* [Work request]:
Below are records. Copy every line with "radio" in it.

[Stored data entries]
- - - -
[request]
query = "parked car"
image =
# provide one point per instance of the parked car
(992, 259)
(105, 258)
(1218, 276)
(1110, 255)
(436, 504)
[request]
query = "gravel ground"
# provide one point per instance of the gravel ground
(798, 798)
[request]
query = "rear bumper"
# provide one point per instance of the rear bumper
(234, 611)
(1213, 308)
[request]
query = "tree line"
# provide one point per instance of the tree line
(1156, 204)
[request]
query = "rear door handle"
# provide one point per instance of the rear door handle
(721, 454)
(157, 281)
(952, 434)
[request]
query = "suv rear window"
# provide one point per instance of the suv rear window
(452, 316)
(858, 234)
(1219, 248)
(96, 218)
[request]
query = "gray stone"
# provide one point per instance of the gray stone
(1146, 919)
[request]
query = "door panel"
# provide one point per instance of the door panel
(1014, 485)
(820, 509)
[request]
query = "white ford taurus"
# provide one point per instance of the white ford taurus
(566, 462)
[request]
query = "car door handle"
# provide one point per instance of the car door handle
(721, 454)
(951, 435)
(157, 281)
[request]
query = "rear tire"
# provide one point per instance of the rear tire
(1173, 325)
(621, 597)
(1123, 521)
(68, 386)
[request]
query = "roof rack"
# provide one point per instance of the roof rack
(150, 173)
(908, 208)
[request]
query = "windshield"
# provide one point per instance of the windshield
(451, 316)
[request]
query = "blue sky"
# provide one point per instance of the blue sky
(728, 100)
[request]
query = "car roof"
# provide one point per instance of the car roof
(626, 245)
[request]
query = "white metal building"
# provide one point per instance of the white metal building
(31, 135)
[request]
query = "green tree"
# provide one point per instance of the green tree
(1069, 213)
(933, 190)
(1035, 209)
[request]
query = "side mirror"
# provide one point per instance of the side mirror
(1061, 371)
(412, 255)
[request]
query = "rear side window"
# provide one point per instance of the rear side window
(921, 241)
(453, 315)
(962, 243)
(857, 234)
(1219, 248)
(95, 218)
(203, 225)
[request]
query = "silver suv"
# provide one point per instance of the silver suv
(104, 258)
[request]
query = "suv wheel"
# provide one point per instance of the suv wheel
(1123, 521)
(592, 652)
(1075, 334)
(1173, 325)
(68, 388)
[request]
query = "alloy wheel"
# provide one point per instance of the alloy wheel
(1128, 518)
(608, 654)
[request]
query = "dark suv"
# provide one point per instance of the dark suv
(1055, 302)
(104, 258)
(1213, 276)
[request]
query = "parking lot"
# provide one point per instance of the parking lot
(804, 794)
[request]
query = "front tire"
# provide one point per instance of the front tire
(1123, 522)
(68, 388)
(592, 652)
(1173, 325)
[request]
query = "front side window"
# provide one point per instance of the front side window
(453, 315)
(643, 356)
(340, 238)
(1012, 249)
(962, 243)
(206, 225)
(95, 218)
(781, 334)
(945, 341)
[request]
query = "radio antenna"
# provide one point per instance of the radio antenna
- - - -
* [Written solution]:
query = "radio antenna"
# provide one point per instance of the radio antenna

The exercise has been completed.